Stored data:

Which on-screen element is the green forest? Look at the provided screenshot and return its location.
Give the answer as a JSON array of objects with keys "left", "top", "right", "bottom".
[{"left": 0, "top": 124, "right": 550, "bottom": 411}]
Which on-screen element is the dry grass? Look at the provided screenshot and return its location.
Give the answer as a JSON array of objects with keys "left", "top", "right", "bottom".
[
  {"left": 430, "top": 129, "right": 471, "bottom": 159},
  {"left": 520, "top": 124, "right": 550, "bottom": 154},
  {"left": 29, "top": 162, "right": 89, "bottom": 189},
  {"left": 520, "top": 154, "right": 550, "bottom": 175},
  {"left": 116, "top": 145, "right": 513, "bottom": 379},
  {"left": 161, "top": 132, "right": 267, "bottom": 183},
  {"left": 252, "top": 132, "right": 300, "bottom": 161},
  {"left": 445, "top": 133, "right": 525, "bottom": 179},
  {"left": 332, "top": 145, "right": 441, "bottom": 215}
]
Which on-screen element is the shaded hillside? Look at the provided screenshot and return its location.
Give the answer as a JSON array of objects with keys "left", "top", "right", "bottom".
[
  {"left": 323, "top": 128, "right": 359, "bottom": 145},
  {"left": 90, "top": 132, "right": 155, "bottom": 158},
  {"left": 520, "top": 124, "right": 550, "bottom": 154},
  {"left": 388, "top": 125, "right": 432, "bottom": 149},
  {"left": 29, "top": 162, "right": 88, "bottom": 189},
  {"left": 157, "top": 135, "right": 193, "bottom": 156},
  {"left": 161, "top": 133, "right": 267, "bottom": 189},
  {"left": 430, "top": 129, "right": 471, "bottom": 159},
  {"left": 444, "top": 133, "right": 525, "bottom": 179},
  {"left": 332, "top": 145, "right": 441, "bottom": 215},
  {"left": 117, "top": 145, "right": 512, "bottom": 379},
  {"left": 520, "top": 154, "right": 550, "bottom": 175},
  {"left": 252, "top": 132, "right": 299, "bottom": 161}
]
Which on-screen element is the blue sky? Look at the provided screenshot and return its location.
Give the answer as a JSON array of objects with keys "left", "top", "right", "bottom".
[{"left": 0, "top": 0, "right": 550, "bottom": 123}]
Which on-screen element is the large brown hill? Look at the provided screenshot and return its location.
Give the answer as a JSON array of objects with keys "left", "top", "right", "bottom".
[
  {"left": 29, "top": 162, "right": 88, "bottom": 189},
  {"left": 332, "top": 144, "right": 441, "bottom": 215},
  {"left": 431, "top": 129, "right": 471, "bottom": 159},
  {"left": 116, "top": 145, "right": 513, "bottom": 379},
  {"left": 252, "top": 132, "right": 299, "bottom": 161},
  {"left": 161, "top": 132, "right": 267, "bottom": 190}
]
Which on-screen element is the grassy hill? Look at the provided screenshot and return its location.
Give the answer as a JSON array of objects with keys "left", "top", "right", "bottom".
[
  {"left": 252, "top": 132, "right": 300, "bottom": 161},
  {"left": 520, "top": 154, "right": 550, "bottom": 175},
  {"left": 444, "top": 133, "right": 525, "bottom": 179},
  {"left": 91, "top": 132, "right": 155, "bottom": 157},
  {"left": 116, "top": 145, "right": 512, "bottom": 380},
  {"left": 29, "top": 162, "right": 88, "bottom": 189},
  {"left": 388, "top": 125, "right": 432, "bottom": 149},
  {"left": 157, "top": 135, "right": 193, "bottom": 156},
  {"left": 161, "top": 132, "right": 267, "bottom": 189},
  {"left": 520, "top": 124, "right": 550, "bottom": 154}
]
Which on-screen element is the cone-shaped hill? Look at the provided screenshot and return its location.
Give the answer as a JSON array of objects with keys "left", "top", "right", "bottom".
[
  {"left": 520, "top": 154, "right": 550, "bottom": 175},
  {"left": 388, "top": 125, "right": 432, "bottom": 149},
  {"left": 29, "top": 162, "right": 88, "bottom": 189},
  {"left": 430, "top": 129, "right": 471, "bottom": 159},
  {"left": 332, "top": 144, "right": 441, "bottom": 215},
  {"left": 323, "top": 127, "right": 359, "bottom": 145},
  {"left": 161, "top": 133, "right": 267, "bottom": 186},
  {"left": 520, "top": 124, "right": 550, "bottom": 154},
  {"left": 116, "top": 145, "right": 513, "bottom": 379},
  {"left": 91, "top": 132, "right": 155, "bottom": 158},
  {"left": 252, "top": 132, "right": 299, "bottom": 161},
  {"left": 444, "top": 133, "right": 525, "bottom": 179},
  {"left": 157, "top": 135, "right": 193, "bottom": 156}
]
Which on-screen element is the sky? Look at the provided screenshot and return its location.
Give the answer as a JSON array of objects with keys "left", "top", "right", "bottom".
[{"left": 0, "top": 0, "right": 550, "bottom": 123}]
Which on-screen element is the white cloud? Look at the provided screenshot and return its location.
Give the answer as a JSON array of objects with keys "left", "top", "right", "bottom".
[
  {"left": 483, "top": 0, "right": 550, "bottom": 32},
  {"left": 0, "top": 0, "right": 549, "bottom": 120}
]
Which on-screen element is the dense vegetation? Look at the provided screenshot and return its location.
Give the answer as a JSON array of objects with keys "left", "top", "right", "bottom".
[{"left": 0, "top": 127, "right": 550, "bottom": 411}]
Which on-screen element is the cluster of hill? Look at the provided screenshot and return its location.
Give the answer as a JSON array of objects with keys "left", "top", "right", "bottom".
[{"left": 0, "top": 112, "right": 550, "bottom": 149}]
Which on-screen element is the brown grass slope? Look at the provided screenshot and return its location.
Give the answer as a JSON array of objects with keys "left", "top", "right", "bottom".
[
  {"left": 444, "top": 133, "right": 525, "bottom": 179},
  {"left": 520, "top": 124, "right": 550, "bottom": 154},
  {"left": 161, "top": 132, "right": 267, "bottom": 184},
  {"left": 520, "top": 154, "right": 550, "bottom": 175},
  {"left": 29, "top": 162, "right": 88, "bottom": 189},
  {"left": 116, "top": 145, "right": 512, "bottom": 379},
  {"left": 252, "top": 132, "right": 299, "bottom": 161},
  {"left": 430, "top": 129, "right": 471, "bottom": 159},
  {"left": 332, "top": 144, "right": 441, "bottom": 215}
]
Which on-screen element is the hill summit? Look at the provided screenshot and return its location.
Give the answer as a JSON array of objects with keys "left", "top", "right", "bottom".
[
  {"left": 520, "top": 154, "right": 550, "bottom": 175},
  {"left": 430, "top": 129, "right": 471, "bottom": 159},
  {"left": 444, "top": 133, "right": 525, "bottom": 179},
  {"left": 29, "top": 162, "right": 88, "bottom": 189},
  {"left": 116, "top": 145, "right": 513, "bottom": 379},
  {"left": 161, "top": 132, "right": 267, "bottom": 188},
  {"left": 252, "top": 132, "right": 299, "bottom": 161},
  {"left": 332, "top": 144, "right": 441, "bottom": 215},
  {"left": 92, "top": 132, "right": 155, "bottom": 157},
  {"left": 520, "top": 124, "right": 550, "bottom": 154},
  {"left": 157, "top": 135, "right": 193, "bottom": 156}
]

> Job:
Please locate every line in the records above that contains the word "brown", and copy each one out in full.

> Correct answer:
Which on-screen element is the large brown hill? Look at the provided screenshot and return its location.
Which on-screen element is the brown grass slope? Look at the provided screenshot and return its location.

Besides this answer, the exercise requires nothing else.